> **Problem Tanımı**:
Seçilen metne göre aşağıdaki soruları yanıtlayın.
1. Malın varlığında ne yapmak gerekir?
2. Hırs aklın önüne geçtiğinde neye benzetilir?
3. Hırslarına yenik düşen insan nelerden uzak kalır?

> **Seçilen Metin**:

————————

Aslında malın varlığı da yokluğu da insanın başına bela olur. Malın varlığında, onu akıllı kullanmak, iyi yönetmek gerekir. Yokluk için ise söylenecek çok şey yoktur. Ya yokluğu kabul edip otururlar ya da bu eksikliğin üstesinden gelmek için hırslanırlar. Her insanın mutlaka bir miktar malı olduğunu düşünmekteyim. Ya satarlar geçinmek için ya da sermaye yapıp, gelir temin etmek için kullanırlar.
Kimisi ise atasından kalan malı hayat mücadelesinde sermaye yapar, kimi insan doğuştan yetim ve öksüzdür bakılmaya muhtaç olur. Yaşama böyle başlayan bazı insanlarda hayatta birçok konuda muvaffak olmak ve mal mülk edinme hırsı oluşur. Bu duruma düşen insanlar ise aklın yerine hırslarının kurbanı olur.
Hırs bir kere aklın önüne geçmişse, bu dağdan yuvarlanan kayaya benzer. Düştükçe hızı artar, ve etrafa verdiği tahribat da artar. Eh kaya bir sefer düşmeye başladı mı, önüne gelen her engeli de kırıp geçer. Dağın eteklerine geldi mi, düzlükte bütün enerjisini kaybetmiş sporcular gibi serilip durur. Bu kanımca hayat mücadelesinin sonu olur. Çünkü hırslarına yenik düşen insan hayat derslerinden uzak kalır.

————————

> **Veri Listesi**:
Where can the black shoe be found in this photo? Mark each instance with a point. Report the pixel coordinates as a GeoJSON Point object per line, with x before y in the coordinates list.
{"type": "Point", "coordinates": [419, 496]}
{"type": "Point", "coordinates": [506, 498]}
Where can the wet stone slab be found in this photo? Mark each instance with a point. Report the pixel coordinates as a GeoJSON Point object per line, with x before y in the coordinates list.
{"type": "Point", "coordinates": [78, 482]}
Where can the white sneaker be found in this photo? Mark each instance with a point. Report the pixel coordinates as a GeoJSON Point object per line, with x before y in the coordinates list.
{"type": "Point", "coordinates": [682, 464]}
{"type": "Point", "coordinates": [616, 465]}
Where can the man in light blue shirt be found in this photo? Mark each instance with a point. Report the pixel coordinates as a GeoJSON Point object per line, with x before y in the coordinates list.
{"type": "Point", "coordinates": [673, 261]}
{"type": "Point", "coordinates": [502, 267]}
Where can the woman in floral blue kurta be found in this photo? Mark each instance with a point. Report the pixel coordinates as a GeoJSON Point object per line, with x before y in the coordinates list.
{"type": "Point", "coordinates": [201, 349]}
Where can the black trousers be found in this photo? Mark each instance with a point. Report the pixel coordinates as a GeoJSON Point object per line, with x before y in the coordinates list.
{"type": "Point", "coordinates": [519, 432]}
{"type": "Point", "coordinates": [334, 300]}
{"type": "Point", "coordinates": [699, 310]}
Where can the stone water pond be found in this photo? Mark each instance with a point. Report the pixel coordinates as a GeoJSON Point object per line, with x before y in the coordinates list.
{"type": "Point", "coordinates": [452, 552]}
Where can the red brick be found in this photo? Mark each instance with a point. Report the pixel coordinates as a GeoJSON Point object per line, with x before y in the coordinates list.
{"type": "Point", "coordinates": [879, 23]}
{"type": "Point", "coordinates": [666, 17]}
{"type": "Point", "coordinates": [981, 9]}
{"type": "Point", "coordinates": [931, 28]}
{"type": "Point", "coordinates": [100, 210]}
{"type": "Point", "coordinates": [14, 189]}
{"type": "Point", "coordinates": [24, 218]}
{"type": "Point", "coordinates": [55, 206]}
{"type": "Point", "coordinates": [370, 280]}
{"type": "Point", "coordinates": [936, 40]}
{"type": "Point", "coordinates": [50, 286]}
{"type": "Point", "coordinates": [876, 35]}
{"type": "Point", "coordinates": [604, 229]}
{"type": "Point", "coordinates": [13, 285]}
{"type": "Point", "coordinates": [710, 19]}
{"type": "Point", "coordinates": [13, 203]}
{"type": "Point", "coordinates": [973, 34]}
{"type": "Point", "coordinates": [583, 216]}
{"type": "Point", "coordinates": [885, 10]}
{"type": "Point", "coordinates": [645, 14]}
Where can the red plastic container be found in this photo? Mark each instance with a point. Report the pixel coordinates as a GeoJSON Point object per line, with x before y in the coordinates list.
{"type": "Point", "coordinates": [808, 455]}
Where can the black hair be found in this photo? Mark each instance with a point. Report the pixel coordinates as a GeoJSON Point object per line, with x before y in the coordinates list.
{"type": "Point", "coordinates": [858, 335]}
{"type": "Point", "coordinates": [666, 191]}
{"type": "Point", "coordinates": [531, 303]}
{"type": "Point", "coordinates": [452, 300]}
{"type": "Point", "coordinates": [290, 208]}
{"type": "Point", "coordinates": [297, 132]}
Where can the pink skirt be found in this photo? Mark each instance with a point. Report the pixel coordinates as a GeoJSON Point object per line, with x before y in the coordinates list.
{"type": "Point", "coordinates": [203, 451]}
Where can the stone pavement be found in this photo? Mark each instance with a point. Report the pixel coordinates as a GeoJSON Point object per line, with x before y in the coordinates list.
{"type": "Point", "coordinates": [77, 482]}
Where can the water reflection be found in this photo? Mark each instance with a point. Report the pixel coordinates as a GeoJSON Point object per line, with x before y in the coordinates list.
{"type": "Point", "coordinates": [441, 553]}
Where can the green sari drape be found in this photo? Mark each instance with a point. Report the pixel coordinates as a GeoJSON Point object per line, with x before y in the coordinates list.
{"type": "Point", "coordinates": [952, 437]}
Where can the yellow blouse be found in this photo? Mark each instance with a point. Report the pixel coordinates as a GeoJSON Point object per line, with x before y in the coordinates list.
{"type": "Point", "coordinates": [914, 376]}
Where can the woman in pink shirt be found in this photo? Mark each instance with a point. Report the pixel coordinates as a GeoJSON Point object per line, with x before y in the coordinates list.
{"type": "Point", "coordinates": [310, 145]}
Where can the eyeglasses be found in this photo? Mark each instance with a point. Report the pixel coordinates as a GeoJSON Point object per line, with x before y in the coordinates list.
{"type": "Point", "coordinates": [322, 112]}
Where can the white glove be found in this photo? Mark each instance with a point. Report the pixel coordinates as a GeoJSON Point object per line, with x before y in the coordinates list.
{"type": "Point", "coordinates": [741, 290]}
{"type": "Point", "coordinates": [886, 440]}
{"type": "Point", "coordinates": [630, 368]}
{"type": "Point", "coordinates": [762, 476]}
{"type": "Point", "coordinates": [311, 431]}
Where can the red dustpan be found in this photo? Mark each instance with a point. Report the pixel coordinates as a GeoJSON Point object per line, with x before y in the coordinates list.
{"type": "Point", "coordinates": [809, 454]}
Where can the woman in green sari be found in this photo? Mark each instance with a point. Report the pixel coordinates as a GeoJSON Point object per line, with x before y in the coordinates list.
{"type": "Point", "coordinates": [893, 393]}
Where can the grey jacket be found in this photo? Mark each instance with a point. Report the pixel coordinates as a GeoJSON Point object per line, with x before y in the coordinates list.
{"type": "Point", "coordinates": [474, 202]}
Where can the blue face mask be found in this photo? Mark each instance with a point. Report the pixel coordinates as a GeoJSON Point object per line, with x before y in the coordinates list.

————————

> **Çözümlü Problem**:
1. Malı akıllı kullanmak ve iyi yönetmek gerekir.
2. Dağdan yuvarlanan bir kayaya benzetilir.
3. Hayat derslerinden uzak kalır.